* [Material for the task]:
-*-*-
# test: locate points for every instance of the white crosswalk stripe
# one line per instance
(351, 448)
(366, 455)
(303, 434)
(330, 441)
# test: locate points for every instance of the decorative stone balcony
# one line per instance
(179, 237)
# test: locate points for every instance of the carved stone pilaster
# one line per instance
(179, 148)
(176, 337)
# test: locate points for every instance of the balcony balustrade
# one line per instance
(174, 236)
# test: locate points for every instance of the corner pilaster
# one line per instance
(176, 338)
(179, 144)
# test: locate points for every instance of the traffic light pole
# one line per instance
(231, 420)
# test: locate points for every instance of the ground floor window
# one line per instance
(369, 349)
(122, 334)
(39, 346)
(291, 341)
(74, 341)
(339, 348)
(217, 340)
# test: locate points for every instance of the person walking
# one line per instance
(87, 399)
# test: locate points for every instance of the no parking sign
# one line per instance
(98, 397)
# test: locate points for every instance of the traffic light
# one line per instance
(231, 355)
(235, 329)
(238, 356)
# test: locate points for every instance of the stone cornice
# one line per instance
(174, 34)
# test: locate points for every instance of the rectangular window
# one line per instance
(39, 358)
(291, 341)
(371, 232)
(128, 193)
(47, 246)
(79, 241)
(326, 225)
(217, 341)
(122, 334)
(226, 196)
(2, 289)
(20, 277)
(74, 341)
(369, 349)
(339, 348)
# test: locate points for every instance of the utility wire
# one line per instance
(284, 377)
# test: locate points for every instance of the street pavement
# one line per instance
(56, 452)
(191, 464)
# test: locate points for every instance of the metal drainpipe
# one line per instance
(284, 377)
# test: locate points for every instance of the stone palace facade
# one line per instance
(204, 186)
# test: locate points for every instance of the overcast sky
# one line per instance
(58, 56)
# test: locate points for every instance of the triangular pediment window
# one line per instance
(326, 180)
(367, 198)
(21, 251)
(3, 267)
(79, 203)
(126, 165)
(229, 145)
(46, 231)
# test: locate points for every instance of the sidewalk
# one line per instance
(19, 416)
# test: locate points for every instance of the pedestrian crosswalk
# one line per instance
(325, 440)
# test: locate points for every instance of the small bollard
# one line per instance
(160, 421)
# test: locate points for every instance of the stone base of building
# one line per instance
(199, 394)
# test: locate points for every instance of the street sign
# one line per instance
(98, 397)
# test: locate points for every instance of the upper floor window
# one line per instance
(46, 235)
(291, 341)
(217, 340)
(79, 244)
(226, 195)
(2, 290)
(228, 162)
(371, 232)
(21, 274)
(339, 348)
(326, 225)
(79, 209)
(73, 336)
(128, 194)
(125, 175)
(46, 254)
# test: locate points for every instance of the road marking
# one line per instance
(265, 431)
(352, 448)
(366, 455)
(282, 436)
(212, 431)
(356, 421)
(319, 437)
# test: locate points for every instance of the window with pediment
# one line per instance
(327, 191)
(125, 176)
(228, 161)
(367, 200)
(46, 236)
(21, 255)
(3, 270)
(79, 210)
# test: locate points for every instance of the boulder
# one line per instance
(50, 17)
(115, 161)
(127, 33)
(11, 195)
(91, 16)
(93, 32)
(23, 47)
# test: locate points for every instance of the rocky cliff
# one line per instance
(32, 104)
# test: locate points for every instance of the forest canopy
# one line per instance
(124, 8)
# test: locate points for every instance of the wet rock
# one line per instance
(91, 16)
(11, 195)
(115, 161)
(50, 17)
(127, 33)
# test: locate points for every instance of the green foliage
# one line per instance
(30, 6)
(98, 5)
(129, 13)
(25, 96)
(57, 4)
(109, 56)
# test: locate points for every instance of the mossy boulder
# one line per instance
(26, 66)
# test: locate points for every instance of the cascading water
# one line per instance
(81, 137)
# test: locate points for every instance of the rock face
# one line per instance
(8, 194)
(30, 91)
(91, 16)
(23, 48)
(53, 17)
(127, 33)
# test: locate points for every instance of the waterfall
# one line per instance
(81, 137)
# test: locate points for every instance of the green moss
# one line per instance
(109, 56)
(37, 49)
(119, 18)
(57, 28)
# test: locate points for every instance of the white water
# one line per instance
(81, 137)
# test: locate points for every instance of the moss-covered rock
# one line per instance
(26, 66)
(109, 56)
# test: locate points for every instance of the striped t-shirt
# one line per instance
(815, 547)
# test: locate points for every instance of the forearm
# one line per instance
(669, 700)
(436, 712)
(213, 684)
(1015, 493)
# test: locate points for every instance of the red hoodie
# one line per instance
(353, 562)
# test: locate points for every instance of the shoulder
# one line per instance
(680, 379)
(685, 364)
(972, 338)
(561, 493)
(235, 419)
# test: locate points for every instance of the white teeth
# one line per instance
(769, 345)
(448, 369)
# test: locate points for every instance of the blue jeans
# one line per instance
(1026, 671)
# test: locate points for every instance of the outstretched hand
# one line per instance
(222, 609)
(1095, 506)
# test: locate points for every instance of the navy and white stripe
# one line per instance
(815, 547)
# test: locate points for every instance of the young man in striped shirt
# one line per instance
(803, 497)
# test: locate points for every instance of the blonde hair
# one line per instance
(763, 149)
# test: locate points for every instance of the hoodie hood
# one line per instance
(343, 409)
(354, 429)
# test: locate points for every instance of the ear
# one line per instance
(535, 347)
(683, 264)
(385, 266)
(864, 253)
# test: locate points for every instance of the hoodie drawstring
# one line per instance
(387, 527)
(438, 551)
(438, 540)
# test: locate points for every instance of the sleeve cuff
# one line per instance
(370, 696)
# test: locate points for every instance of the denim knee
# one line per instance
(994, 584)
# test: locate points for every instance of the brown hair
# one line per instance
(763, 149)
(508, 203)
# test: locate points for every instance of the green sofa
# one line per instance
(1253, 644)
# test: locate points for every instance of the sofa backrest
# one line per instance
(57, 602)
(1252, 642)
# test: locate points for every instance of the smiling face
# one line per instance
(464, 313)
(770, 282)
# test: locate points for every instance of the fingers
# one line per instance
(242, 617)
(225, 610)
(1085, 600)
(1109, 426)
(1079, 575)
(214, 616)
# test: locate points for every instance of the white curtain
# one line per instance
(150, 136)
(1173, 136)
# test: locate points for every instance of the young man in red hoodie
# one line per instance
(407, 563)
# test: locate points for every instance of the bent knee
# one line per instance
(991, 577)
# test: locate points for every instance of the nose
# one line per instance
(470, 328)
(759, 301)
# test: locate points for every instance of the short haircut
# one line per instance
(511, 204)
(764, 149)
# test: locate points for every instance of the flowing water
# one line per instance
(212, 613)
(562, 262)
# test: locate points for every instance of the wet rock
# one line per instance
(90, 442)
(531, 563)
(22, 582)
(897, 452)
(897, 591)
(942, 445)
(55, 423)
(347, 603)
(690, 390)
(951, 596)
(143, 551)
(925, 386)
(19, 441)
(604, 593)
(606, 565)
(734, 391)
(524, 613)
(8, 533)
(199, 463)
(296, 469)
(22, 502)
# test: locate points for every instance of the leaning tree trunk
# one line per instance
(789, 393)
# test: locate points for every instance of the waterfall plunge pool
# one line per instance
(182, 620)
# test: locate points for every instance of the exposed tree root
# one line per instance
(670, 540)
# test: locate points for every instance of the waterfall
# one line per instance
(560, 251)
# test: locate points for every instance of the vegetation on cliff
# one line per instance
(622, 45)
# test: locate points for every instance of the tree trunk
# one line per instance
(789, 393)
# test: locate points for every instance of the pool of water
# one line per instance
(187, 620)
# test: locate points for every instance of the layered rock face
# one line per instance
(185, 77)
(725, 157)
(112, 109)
-*-*-
* [Job]: Return all of the lines above unchanged, character for character.

* [Written solution]:
# test: locate points for every instance of the white crosswalk stripe
# one line per instance
(351, 448)
(366, 455)
(303, 434)
(330, 441)
# test: locate points for every instance of the decorative stone balcony
# one line per instance
(179, 237)
# test: locate points for every instance of the carved stone pilaster
# one line per instance
(179, 148)
(176, 337)
# test: locate points for every instance of the balcony balustrade
# one line per instance
(174, 236)
# test: locate points for every instance of the corner pilaster
# one line per instance
(176, 338)
(179, 144)
# test: locate points for every instance of the traffic light pole
# one line per instance
(231, 420)
# test: locate points for every instance of the ground floor window
# one line per instance
(369, 349)
(122, 334)
(39, 346)
(291, 341)
(74, 341)
(339, 348)
(217, 340)
# test: locate points for every instance of the person walking
# one line per instance
(87, 399)
# test: locate points for every instance of the no parking sign
# one line per instance
(98, 397)
# test: locate points for every instance of the traffic light
# one line per instance
(231, 355)
(235, 329)
(238, 356)
# test: locate points for every instance of the stone cornice
# one line per instance
(174, 34)
# test: locate points for every instance of the rectangular window
# one line per instance
(39, 358)
(291, 341)
(371, 232)
(128, 193)
(47, 246)
(79, 241)
(326, 225)
(217, 341)
(122, 334)
(226, 196)
(2, 289)
(20, 277)
(74, 341)
(369, 349)
(339, 348)
# test: locate points for every instance of the utility wire
# one line per instance
(284, 377)
# test: locate points for every instance of the street pavement
# one line per instance
(56, 452)
(191, 464)
# test: locate points for every instance of the metal drainpipe
# one line per instance
(284, 377)
# test: locate points for every instance of the stone palace facade
# one line per instance
(204, 186)
# test: locate points for every instance of the overcast sky
# one line per instance
(58, 56)
# test: locate points for every instance of the triangular pediment window
# one line per instance
(326, 180)
(367, 198)
(21, 251)
(3, 267)
(79, 203)
(126, 165)
(229, 145)
(46, 231)
# test: locate points for every instance of the sidewalk
# one line per instance
(19, 416)
# test: locate points for every instance of the pedestrian crosswalk
# one line per instance
(325, 440)
# test: locate points for every instance of the small bollard
# one line per instance
(160, 421)
# test: locate points for every instance of the stone base of building
# one line per instance
(199, 394)
# test: locate points for every instance of the street sign
# one line per instance
(98, 397)
# test: locate points for every instance of the upper floor window
# one line per instance
(46, 235)
(291, 341)
(217, 340)
(79, 244)
(226, 195)
(2, 290)
(228, 162)
(371, 232)
(21, 274)
(339, 348)
(326, 225)
(79, 209)
(73, 336)
(128, 194)
(125, 175)
(46, 254)
# test: locate points for every instance of the road marking
# one line per instance
(265, 431)
(352, 448)
(366, 455)
(282, 436)
(212, 431)
(356, 421)
(319, 437)
# test: locate points for every instance of the window with pediment
# one line per instance
(327, 191)
(125, 176)
(228, 161)
(367, 200)
(46, 236)
(21, 255)
(3, 270)
(79, 210)
# test: locate points for every instance of the boulder
# one line per instance
(50, 17)
(115, 161)
(127, 33)
(11, 195)
(91, 16)
(93, 32)
(23, 47)
# test: locate points for every instance of the rocky cliff
# one line per instance
(32, 104)
# test: locate points for every instance of the forest canopy
# one line per instance
(124, 8)
# test: locate points for every instance of the wet rock
# one line per instance
(91, 16)
(11, 195)
(115, 161)
(50, 17)
(127, 33)
# test: locate points for every instance of the green foliage
# one line per instance
(30, 6)
(98, 5)
(129, 13)
(25, 96)
(57, 4)
(109, 56)
# test: locate points for every instance of the mossy boulder
# one line per instance
(26, 66)
# test: locate points for every instance of the cascading water
# one line per instance
(81, 137)
# test: locate points for every instance of the rock face
# one line per instance
(8, 194)
(30, 91)
(91, 16)
(23, 48)
(53, 17)
(127, 33)
# test: locate points for every instance of the waterfall
# one line per instance
(81, 137)
# test: locate points for every instance of the green moss
# one line per instance
(109, 56)
(37, 49)
(119, 18)
(57, 28)
# test: locate points for every instance of the white water
# one line per instance
(81, 137)
# test: locate points for every instance of the moss-covered rock
# one line per instance
(26, 66)
(109, 56)
# test: locate points for every instance of the striped t-shirt
# one line per instance
(815, 547)
# test: locate points for every instance of the forearm
# one line per instance
(669, 700)
(436, 712)
(213, 684)
(1015, 493)
# test: locate points for every instance of the red hoodie
# one line per instance
(353, 562)
# test: locate points for every instance of the shoulder
# one line per instance
(680, 379)
(685, 364)
(972, 338)
(561, 493)
(235, 419)
# test: locate points for every instance of the white teeth
# one line per instance
(769, 345)
(448, 369)
# test: locate points for every instance of the blue jeans
# one line per instance
(1026, 671)
# test: locate points for every instance of the outstretched hand
# one line per instance
(222, 609)
(1095, 506)
# test: locate points for every instance of the navy and white stripe
# one line per instance
(815, 547)
# test: locate points for every instance of the young man in striped shirt
# one line per instance
(803, 497)
# test: locate points for every instance of the blonde hair
# one line per instance
(763, 149)
# test: locate points for every instance of the hoodie hood
# one line per instance
(343, 409)
(354, 429)
# test: locate points for every instance of the ear
# one line per instance
(535, 347)
(683, 264)
(385, 266)
(864, 253)
# test: locate points for every instance of the hoodie drawstring
# one line per instance
(387, 527)
(438, 551)
(438, 540)
# test: locate points for every instance of the sleeve cuff
# one line per instance
(370, 696)
# test: locate points for every instance of the denim knee
# one line per instance
(994, 584)
# test: locate points for every instance of the brown hair
# one line per instance
(763, 149)
(508, 203)
# test: locate points for every instance of the green sofa
# one line per instance
(1253, 644)
# test: locate points for every instance of the sofa backrest
# one line per instance
(57, 602)
(1252, 642)
# test: locate points for every instance of the smiling face
# one line per instance
(464, 313)
(770, 282)
# test: locate points for every instance of the fingers
# one line per instance
(242, 617)
(225, 610)
(1085, 600)
(1109, 426)
(1079, 575)
(214, 616)
# test: locate points for every instance of the white curtain
# one line per instance
(150, 136)
(1173, 136)
# test: locate points for every instance of the young man in red hoodie
# one line per instance
(407, 563)
# test: locate points for every instance of the bent knee
# one line per instance
(991, 577)
# test: locate points for every instance of the nose
# one line per instance
(470, 328)
(759, 301)
# test: locate points for every instance of the short haircut
# one line per instance
(511, 204)
(764, 149)
# test: locate points for every instance of the flowing water
# one line per instance
(212, 613)
(562, 262)
# test: locate points for every instance of the wet rock
# one line per instance
(90, 442)
(531, 563)
(22, 582)
(897, 452)
(897, 591)
(942, 445)
(55, 423)
(347, 603)
(690, 390)
(951, 596)
(143, 551)
(925, 386)
(19, 441)
(604, 593)
(606, 565)
(734, 391)
(524, 613)
(8, 533)
(199, 463)
(296, 469)
(22, 502)
# test: locate points for every instance of the leaning tree trunk
# one line per instance
(789, 393)
# test: locate points for every instance of the waterfall plunge pool
# one line per instance
(182, 620)
# test: locate points for every instance of the exposed tree root
# one line per instance
(670, 540)
# test: locate points for every instance of the waterfall
# one line per instance
(560, 251)
# test: locate points for every instance of the vegetation on cliff
# one line per instance
(622, 45)
# test: locate points for every instance of the tree trunk
# one line per instance
(789, 393)
# test: locate points for every instance of the pool of water
# one line per instance
(187, 620)
# test: locate points for every instance of the layered rock face
# one line per instance
(185, 77)
(725, 157)
(112, 109)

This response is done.